_Problem details_
Render the records below as a numbered list with blank lines left out. Include only the lines from the one containing "form [(162, 206)]." up to and including the one containing "[(158, 41), (133, 65)]".

── Data shown

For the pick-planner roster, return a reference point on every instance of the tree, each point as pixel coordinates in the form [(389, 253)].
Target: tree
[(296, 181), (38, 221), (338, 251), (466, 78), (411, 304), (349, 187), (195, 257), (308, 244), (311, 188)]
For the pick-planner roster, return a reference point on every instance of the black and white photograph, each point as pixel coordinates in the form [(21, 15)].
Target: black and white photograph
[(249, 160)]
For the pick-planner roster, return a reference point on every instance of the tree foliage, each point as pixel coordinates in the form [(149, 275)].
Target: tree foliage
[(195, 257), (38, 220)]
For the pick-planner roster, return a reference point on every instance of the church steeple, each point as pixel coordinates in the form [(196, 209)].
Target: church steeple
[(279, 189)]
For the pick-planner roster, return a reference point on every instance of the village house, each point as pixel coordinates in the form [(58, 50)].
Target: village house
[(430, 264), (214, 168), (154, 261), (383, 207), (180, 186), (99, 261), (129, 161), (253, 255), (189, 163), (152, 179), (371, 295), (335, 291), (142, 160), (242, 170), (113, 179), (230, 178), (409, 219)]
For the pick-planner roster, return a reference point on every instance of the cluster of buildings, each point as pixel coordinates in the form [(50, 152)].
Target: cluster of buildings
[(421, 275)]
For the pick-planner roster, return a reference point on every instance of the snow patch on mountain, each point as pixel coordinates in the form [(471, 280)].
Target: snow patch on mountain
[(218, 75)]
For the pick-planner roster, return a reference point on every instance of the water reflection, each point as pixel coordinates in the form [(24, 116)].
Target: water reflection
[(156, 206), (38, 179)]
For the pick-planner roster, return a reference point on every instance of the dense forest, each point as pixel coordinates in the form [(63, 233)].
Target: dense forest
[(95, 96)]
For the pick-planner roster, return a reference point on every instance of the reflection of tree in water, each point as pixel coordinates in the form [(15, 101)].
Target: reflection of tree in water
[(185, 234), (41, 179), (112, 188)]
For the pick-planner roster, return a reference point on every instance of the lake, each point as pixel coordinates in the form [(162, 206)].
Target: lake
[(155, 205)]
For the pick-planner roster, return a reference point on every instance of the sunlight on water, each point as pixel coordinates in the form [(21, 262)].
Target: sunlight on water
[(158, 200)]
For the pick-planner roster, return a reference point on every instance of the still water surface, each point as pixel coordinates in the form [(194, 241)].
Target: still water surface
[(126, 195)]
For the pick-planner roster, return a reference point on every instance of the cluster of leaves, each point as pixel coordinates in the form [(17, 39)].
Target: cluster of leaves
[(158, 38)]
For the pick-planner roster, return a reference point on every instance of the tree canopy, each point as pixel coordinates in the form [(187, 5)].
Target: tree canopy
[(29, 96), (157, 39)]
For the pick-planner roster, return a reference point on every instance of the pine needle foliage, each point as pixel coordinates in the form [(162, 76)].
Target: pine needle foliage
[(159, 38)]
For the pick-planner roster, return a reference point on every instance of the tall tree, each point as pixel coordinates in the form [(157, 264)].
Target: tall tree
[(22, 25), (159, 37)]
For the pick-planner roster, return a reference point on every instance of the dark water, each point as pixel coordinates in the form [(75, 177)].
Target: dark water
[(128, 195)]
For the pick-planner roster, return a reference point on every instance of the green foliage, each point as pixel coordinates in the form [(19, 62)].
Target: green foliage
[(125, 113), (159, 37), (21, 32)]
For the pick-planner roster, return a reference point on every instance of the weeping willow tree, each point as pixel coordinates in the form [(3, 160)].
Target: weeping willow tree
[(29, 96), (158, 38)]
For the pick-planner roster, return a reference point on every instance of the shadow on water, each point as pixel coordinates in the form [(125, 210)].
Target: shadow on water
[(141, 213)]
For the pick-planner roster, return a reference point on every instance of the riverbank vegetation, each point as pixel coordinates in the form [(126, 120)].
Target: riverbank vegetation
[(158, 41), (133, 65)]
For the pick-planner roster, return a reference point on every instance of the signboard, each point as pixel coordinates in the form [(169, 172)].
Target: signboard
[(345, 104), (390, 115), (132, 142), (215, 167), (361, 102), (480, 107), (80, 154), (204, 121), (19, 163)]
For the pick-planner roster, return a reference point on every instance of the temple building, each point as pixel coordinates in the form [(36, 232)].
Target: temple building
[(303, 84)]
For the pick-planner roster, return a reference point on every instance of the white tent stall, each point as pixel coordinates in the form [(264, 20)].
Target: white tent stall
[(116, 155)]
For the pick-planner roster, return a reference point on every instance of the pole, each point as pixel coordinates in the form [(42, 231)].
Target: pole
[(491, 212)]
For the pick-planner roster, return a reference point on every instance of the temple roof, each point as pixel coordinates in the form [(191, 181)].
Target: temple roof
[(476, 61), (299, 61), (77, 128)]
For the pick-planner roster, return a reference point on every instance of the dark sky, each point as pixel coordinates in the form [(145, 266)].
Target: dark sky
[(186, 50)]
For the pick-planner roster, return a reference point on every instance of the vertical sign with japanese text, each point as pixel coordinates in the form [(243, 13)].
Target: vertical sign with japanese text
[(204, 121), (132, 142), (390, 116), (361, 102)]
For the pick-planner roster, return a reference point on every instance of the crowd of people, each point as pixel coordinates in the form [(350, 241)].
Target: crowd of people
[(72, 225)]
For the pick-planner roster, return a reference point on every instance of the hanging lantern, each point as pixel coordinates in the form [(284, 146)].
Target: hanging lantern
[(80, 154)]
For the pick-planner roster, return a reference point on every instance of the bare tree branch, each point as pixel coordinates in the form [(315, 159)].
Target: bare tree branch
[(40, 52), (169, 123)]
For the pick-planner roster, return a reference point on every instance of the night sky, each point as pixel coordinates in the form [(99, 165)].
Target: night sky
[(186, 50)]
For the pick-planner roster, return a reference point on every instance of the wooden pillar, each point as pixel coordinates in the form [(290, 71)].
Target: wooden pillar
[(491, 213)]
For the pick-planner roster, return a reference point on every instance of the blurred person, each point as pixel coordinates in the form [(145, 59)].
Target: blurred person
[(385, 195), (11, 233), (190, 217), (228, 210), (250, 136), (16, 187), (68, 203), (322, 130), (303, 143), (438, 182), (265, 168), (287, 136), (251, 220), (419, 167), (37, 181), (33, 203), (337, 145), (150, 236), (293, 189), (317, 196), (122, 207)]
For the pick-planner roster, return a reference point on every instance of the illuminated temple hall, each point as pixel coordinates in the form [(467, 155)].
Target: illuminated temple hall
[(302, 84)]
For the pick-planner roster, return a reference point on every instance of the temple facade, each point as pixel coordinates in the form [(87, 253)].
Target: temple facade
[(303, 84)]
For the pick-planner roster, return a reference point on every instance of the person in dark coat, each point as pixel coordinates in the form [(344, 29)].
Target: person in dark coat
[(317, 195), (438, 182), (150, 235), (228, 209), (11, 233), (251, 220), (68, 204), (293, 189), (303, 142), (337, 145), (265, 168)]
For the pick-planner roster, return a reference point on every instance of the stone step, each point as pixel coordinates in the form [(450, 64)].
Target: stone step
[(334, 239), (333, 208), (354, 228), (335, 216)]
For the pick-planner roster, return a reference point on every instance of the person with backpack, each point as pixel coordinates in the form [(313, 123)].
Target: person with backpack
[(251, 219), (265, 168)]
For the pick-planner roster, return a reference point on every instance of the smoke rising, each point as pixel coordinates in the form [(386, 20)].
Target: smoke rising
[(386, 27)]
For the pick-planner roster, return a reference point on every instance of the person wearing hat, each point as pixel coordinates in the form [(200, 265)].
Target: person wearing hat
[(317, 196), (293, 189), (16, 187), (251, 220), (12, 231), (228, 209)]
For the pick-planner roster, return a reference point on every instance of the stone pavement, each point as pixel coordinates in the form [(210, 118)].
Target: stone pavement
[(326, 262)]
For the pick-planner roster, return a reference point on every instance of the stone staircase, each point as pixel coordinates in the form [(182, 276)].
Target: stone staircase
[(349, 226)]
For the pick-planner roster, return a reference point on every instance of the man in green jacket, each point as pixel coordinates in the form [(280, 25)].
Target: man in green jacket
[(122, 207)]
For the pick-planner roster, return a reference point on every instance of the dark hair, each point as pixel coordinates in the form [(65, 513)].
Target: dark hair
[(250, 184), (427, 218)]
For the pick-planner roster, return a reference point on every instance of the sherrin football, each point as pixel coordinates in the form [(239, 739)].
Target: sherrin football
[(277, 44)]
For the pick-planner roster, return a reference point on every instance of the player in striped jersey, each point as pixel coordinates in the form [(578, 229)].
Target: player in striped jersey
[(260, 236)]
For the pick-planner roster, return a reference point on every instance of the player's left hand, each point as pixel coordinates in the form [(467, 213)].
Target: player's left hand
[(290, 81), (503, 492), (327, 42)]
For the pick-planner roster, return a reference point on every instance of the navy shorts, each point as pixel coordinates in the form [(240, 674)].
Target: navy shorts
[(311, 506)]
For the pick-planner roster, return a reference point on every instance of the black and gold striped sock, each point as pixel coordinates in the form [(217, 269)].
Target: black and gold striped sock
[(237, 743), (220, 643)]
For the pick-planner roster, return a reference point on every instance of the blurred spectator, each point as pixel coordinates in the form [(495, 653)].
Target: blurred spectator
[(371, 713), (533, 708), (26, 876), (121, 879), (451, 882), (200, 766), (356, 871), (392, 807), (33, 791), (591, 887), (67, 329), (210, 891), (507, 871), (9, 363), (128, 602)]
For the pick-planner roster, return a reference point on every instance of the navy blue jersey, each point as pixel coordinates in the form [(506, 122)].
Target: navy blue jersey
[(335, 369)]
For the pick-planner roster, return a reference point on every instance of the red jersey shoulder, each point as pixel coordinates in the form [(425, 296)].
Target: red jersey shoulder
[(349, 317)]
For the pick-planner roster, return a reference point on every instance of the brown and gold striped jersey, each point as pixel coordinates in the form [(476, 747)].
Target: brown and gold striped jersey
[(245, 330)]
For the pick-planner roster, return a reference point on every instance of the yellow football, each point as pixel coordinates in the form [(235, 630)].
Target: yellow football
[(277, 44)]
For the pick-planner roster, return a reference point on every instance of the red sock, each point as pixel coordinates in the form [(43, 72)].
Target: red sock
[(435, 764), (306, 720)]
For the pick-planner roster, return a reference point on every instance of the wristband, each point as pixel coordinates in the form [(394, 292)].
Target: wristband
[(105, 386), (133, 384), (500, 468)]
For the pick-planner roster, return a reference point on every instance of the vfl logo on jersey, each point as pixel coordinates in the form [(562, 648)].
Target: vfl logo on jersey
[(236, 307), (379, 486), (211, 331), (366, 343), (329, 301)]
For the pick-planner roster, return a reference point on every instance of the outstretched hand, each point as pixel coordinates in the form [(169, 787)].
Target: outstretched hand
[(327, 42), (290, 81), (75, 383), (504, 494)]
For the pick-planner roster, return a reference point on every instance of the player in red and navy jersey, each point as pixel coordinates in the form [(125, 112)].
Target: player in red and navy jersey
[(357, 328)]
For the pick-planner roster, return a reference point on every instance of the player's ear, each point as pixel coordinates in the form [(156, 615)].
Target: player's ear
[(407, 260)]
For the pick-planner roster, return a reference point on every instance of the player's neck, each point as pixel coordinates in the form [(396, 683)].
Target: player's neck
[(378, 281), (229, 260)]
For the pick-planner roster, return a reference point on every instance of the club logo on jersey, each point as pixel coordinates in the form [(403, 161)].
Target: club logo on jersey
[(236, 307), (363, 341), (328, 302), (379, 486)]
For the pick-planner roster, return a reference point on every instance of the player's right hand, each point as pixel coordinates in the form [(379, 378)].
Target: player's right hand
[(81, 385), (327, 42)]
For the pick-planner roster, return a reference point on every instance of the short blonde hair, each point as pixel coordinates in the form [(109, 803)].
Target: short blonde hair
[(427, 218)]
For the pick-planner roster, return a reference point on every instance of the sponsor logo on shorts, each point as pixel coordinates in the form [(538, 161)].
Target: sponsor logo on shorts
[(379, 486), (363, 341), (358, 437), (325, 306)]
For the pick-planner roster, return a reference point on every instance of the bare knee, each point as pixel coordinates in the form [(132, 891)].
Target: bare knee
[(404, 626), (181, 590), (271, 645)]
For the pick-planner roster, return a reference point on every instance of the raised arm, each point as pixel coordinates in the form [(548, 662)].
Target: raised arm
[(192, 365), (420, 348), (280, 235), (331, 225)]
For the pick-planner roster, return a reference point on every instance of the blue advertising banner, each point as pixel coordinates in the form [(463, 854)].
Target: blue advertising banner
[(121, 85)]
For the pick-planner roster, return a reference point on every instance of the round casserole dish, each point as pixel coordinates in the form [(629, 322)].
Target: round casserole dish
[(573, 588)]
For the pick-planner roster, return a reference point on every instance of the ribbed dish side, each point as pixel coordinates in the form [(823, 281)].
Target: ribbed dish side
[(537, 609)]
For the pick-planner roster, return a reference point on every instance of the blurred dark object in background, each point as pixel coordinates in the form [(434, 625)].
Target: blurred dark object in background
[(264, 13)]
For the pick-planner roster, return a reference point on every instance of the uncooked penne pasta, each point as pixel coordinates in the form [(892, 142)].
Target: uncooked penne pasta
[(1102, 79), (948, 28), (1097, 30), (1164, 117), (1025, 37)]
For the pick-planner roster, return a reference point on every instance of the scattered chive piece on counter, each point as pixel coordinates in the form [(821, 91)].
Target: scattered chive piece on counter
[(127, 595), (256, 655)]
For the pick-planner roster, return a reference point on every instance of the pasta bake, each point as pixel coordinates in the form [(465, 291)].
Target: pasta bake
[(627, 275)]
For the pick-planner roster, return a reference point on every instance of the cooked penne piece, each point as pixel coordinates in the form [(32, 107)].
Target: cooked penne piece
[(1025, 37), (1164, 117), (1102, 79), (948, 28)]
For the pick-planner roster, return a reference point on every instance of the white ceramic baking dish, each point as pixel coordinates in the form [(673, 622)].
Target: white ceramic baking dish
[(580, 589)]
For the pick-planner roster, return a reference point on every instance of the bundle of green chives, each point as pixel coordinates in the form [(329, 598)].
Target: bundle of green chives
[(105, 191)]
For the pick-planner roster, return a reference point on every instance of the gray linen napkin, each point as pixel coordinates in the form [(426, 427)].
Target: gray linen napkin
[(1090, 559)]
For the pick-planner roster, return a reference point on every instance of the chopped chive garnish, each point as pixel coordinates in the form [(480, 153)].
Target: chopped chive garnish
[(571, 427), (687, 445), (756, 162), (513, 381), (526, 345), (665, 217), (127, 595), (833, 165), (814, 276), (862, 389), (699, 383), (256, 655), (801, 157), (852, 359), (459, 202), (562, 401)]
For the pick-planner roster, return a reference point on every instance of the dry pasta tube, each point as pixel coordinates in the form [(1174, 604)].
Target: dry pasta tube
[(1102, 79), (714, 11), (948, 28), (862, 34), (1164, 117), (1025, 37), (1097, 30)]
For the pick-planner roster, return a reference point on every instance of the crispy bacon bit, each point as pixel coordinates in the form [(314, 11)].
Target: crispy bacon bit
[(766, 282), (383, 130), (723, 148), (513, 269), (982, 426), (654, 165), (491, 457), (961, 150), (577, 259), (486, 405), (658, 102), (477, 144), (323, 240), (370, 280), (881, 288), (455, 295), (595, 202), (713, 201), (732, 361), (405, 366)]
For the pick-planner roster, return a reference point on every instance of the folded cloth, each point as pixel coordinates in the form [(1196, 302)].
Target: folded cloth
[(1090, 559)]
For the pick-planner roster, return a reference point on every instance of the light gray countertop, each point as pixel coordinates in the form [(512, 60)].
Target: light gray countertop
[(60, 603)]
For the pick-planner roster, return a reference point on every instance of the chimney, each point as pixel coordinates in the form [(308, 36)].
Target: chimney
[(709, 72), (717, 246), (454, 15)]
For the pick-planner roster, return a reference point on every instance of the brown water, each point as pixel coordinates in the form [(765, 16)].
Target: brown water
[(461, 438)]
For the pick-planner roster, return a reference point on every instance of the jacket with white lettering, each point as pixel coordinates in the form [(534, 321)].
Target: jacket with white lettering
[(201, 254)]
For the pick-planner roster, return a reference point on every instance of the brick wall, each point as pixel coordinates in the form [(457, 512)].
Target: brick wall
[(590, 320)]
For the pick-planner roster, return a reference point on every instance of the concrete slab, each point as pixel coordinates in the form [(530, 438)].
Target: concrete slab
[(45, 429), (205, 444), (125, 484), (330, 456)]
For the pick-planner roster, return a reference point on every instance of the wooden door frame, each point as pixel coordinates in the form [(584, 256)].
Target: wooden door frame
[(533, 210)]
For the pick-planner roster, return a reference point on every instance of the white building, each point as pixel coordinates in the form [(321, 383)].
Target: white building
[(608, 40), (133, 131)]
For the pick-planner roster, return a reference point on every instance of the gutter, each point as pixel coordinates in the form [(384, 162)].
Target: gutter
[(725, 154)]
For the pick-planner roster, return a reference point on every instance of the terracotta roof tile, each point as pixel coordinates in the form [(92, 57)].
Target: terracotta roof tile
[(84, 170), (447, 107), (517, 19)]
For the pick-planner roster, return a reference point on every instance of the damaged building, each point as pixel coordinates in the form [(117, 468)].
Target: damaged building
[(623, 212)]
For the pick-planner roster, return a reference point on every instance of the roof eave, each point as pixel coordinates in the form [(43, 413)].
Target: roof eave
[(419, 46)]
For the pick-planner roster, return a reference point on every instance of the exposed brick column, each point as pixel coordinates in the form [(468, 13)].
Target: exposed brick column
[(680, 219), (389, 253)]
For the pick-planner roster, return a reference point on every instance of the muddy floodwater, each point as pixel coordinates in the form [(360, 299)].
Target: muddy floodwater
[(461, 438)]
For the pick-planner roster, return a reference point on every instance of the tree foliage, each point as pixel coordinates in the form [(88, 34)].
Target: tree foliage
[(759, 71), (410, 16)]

────

_Written response_
1. For the pick-planner roster, return a reference point on every instance of the lake, each point as pixel coordinates in the form [(162, 206)].
2. Target: lake
3. [(155, 205)]
4. For the pick-planner roster, return a reference point on every instance of the sunlight on water, each point as pixel coordinates in the form [(21, 262)].
5. Target: sunlight on water
6. [(158, 200)]
7. For the pick-planner roster, return a reference point on every instance of the still water surface, each point as pixel coordinates in the form [(194, 241)].
8. Target: still water surface
9. [(126, 195)]
10. For the pick-planner roster, return a reference point on every instance of the cluster of leaves, each point as pixel coordinates in the form [(17, 39)].
11. Target: cluster of leaves
12. [(158, 38)]
13. For the pick-planner roster, return a reference point on every instance of the tree canopy, each point as pixel coordinates in the form [(187, 5)].
14. Target: tree canopy
15. [(29, 96), (157, 39)]
16. For the pick-planner roster, return a reference point on every instance of the pine needle foliage, each point as pixel coordinates in the form [(162, 76)].
17. Target: pine needle foliage
18. [(159, 38)]
19. For the pick-planner roster, return a reference point on every instance of the tall tree, each point as pixel coordinates in the form [(157, 264)].
20. Target: tall tree
21. [(22, 25), (159, 37)]
22. For the pick-planner roster, return a reference point on every instance of the dark water, each point as pixel coordinates in the form [(75, 177)].
23. Target: dark water
24. [(128, 195)]
25. For the pick-planner roster, return a reference point on every instance of the green foliage, each point as pixel coordinates in the form [(19, 62)].
26. Target: green foliage
27. [(125, 113), (159, 37), (21, 32)]
28. For the pick-planner roster, return a reference point on every instance of the weeping willow tree, each point as pixel coordinates in the form [(3, 160)].
29. Target: weeping willow tree
30. [(29, 96), (158, 38)]
31. For the pick-planner roster, return a reference point on every instance of the shadow on water, each point as pixel coordinates in the form [(125, 210)].
32. Target: shadow on water
33. [(141, 213)]
34. For the pick-planner roster, return a reference point on every instance of the riverbank vegetation, each point as pixel coordinates in the form [(126, 120)].
35. Target: riverbank vegetation
36. [(158, 41), (133, 65)]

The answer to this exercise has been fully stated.